Longhorn: Distributed Storage on NVMe

The whole point of those Pi 5 nodes was storage. Four 932GB NVMe SSDs sitting in the cluster, waiting for a distributed storage system to give them purpose. The previous occupant of that role, SeaweedFS, was torn down a few days ago after a long slide into irrelevance — it was an object store bolted onto USB SSDs with an operator that fought me at every turn. The docker registry it backed had been in CrashLoopBackOff since the teardown. Time for something better.

Why Longhorn

Longhorn is a distributed block storage system for Kubernetes. Unlike SeaweedFS (object storage, S3 API, filer abstraction, operator complexity), Longhorn provides plain old PersistentVolumes. You create a PVC, Longhorn allocates space on the NVMe drives, replicates the data across nodes, and serves it over iSCSI. No S3 buckets, no filer processes, no operator CRDs that refuse to delete cleanly. Just block storage.

The architecture:

  • Longhorn Manager: DaemonSet on every worker node. Creates node resources, manages replicas, orchestrates volume operations.
  • Engine + Instance Manager: Per-node processes that handle the actual iSCSI target serving and data replication.
  • CSI Plugin: DaemonSet on every node. Handles volume attach/detach/mount so any pod on any node can consume Longhorn volumes.
  • UI: Optional web dashboard. Handy for seeing disk utilization at a glance.

Data lives on the 4 Pi 5 NVMe nodes. Any pod on any worker node can mount a Longhorn volume — the CSI plugin attaches it over iSCSI from whichever storage node holds the replica.

The Prerequisites

The Pi 5 nodes were already mostly ready from the Ubuntu setup work:

  • NVMe SSDs: 932GB each, formatted XFS, mounted at /var/lib/longhorn
  • open-iscsi: Installed, iscsid enabled and running
  • nfs-common: Installed (for RWX support later)

****************

**Problem statement**
Reproduce word for word the stretch of the Longhorn page above that opens with the words "Longhorn is a" and closes with "and data replication.".

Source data
****************

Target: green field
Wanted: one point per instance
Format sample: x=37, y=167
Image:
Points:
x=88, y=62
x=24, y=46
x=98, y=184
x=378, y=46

****************

**Exercise answer**
Longhorn is a distributed block storage system for Kubernetes. Unlike SeaweedFS (object storage, S3 API, filer abstraction, operator complexity), Longhorn provides plain old PersistentVolumes. You create a PVC, Longhorn allocates space on the NVMe drives, replicates the data across nodes, and serves it over iSCSI. No S3 buckets, no filer processes, no operator CRDs that refuse to delete cleanly. Just block storage.

The architecture:

  • Longhorn Manager: DaemonSet on every worker node. Creates node resources, manages replicas, orchestrates volume operations.
  • Engine + Instance Manager: Per-node processes that handle the actual iSCSI target serving and data replication.